# [SOURCE RECORDS]
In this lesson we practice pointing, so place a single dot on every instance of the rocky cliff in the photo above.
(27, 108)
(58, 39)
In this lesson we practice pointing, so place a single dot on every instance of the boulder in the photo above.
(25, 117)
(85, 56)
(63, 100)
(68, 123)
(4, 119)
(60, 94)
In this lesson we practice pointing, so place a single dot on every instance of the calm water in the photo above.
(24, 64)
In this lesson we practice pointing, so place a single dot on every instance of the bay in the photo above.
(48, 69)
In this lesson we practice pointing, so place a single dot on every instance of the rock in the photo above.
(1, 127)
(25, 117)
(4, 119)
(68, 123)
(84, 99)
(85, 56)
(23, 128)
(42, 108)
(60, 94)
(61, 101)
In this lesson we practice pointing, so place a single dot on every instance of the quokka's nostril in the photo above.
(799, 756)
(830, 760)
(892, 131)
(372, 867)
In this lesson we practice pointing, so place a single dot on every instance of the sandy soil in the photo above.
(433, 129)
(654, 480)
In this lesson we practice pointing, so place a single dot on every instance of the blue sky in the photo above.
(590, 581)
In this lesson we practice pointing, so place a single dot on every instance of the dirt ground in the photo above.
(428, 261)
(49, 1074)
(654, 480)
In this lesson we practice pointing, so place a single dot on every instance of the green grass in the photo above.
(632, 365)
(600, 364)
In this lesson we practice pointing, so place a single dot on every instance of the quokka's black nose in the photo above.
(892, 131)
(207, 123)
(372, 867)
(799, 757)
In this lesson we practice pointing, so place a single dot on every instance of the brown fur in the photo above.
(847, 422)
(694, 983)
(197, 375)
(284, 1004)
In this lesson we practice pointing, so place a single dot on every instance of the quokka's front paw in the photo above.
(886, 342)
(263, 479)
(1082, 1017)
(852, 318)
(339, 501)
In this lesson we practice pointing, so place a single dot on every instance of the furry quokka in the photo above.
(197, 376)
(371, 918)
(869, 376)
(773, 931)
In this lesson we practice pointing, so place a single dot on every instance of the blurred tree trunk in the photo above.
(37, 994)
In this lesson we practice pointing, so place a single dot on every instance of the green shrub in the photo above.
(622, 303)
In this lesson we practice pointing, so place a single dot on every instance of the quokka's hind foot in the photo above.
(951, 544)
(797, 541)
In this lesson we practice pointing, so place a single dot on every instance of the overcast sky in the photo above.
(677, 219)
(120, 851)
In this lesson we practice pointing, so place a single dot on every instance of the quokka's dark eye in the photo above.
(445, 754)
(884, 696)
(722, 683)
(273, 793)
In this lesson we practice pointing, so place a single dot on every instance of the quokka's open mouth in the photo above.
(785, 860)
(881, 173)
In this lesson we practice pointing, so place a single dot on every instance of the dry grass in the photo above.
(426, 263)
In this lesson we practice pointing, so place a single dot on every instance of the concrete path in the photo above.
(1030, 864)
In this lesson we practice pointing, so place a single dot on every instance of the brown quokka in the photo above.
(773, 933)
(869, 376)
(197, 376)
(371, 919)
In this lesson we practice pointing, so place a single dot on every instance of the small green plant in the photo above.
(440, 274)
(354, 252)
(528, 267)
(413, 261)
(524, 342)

# [TASK DESCRIPTION]
Could you arrange the data above as a Markdown table, with a column named Number for each line's position and a column named Line for its text, leaving out any blank lines?

# [WORKED ANSWER]
| Number | Line |
|---|---|
| 1 | In this lesson we practice pointing, so place a single dot on every instance of the rocky cliff in the photo above. |
| 2 | (27, 108) |
| 3 | (58, 39) |
| 4 | In this lesson we practice pointing, so place a single dot on every instance of the boulder in the photo above. |
| 5 | (25, 117) |
| 6 | (85, 56) |
| 7 | (63, 100) |
| 8 | (68, 123) |
| 9 | (4, 119) |
| 10 | (60, 94) |
| 11 | In this lesson we practice pointing, so place a single dot on every instance of the calm water in the photo above. |
| 12 | (24, 64) |
| 13 | In this lesson we practice pointing, so place a single dot on every instance of the bay in the photo above. |
| 14 | (48, 69) |
| 15 | In this lesson we practice pointing, so place a single dot on every instance of the rock in the photo above. |
| 16 | (1, 127) |
| 17 | (25, 117) |
| 18 | (4, 119) |
| 19 | (68, 123) |
| 20 | (84, 99) |
| 21 | (85, 56) |
| 22 | (23, 128) |
| 23 | (42, 108) |
| 24 | (60, 94) |
| 25 | (61, 101) |
| 26 | In this lesson we practice pointing, so place a single dot on every instance of the quokka's nostril in the photo above. |
| 27 | (799, 756) |
| 28 | (830, 760) |
| 29 | (892, 131) |
| 30 | (372, 867) |
| 31 | In this lesson we practice pointing, so place a single dot on every instance of the sandy soil in the photo above. |
| 32 | (433, 129) |
| 33 | (654, 480) |
| 34 | In this lesson we practice pointing, so place a single dot on every instance of the blue sky in the photo above. |
| 35 | (590, 581) |
| 36 | In this lesson we practice pointing, so place a single dot on every instance of the dirt ground in the photo above. |
| 37 | (428, 261) |
| 38 | (49, 1074) |
| 39 | (654, 480) |
| 40 | In this lesson we practice pointing, so place a single dot on every instance of the green grass in the photo above. |
| 41 | (632, 365) |
| 42 | (600, 364) |
| 43 | In this lesson we practice pointing, so place a single dot on every instance of the quokka's black nose in the photo above. |
| 44 | (892, 131) |
| 45 | (207, 123) |
| 46 | (372, 867) |
| 47 | (799, 757) |
| 48 | In this lesson we practice pointing, so place a single dot on every instance of the brown fur in the photo above. |
| 49 | (847, 422) |
| 50 | (694, 983) |
| 51 | (197, 375) |
| 52 | (284, 1004) |
| 53 | In this lesson we practice pointing, so place a single dot on every instance of the quokka's front paw in the photo above. |
| 54 | (886, 342) |
| 55 | (263, 479) |
| 56 | (1082, 1017) |
| 57 | (852, 318) |
| 58 | (339, 501) |
| 59 | In this lesson we practice pointing, so place a single dot on every instance of the furry quokka in the photo above. |
| 60 | (197, 376) |
| 61 | (371, 918) |
| 62 | (869, 376) |
| 63 | (773, 931) |
| 64 | In this lesson we practice pointing, so place a single dot on every instance of the blurred tree trunk in the photo above. |
| 65 | (37, 994) |
| 66 | In this lesson we practice pointing, so place a single dot on every instance of the green shrub in the photo above. |
| 67 | (622, 303) |
| 68 | In this lesson we practice pointing, so place a single dot on every instance of the quokka's hind foot in the photo above. |
| 69 | (951, 544) |
| 70 | (797, 541) |
| 71 | In this lesson we practice pointing, so place a single dot on every instance of the overcast sky in the photo above. |
| 72 | (677, 219) |
| 73 | (120, 851) |
| 74 | In this lesson we practice pointing, so place a single dot on every instance of the quokka's dark eye in the photo above. |
| 75 | (445, 754) |
| 76 | (884, 696) |
| 77 | (722, 683) |
| 78 | (273, 793) |
| 79 | In this lesson we practice pointing, so place a single dot on every instance of the quokka's open mouth in the photo above. |
| 80 | (785, 860) |
| 81 | (881, 173) |
| 82 | In this lesson we practice pointing, so place a single dot on every instance of the dry grass in the photo above. |
| 83 | (426, 263) |
| 84 | In this lesson we practice pointing, so place a single dot on every instance of the concrete path in the photo above. |
| 85 | (1030, 864) |
| 86 | In this lesson we practice pointing, so place a single dot on every instance of the brown quokka in the photo above. |
| 87 | (773, 933) |
| 88 | (869, 376) |
| 89 | (197, 376) |
| 90 | (371, 919) |
| 91 | In this lesson we practice pointing, so place a single dot on every instance of the small green plant in the photo above. |
| 92 | (440, 274) |
| 93 | (354, 252) |
| 94 | (528, 267) |
| 95 | (413, 261) |
| 96 | (524, 342) |